Two Officers Added To Street Team

A beefed-up city police street team wants to hunt down drug dealers
and put them behind bars.

Two more constables were quietly added to the four-person unit in May.

"I feel that more enforcement is necessary," said Chief Bob Davies Friday.

"We have a drug problem in this town and it needs police attention.
We felt that it was necessary to increase our resources for that."

He predicts the move will result in "a significant rise" in drug
charges in 2008.

"We're going after the suppliers and the dealers and hopefully we can
get them off of the street," said Davies.

By putting a strain on drug supply, he hopes addicts will get
treatment. That, in turn, will reduce the number of violent and
property crimes spurred by users needing cash to pay drug debts or
for their next fix.

In early 2006, more than a half-dozen corner stores and gas bars were
robbed in a span of weeks. Many of those thefts, said Davies, were
drug related.

In 2007, 193 adults and youth were charged with drug possession in
Sault Ste. Marie.

The increased enforcement is "awesome" said the co-ordinator of the
Focus Community Coalition.

With fewer drugs available, "there's no pressure" for youth to take
them, said Donna Boston. Students in Grades 7 to 12 are at most risk
of drug use.

"Anything to reduce the amount of drugs in the city is going to be
better," she said.

Prescription drugs such as Oxycontin and Ritalin are used by city
teens to get high.

"A lot of times people are known to be on those types of drugs.
They'll get broken into," said Boston.

"Drug dealers take them and then they sell them to these kids for parties."

The street team, created in 2004 and comprising of one sergeant and
three constables, was intended as a jack-of-all-trades unit. Its
members would be assigned to the city police department's most
pressing needs, such as a scourge of break and enters in 2005.

The two new street team members were reassigned from the Joint Forces
Intelligence Unit and Joint Forces Drug Unit.

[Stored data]
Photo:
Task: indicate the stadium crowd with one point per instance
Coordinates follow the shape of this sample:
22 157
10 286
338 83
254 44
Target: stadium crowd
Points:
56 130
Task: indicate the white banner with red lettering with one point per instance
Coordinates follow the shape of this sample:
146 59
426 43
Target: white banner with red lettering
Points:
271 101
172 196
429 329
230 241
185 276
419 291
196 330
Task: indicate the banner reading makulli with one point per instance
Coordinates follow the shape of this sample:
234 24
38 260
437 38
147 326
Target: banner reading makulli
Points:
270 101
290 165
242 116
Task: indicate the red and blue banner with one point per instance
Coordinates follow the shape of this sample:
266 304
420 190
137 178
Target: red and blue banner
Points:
==
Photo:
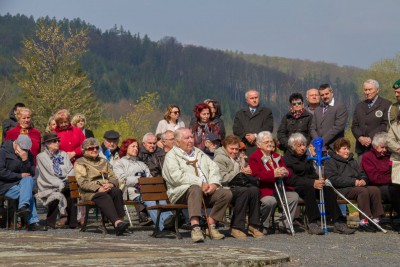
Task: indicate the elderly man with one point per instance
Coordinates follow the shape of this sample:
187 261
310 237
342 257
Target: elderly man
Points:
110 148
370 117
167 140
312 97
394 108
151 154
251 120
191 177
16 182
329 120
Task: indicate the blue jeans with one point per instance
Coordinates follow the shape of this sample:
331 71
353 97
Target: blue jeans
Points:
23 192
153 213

[Problems and tasks]
A: According to the article on the city police street team, how many adults and youth were charged with drug possession in Sault Ste. Marie in 2007?
B: List every year mentioned in the article on the city police street team, in the order they first appear.
C: Rewrite the paragraph of the street team article that begins "The street team, created in 2004" in a shorter form, keeping its main facts.

[The results]
A: 193

B: 2008, 2006, 2007, 2004, 2005

C: Formed in 2004 with one sergeant and three constables, the street team was meant as a jack-of-all-trades unit assigned to the department's most pressing needs, such as a 2005 scourge of break and enters.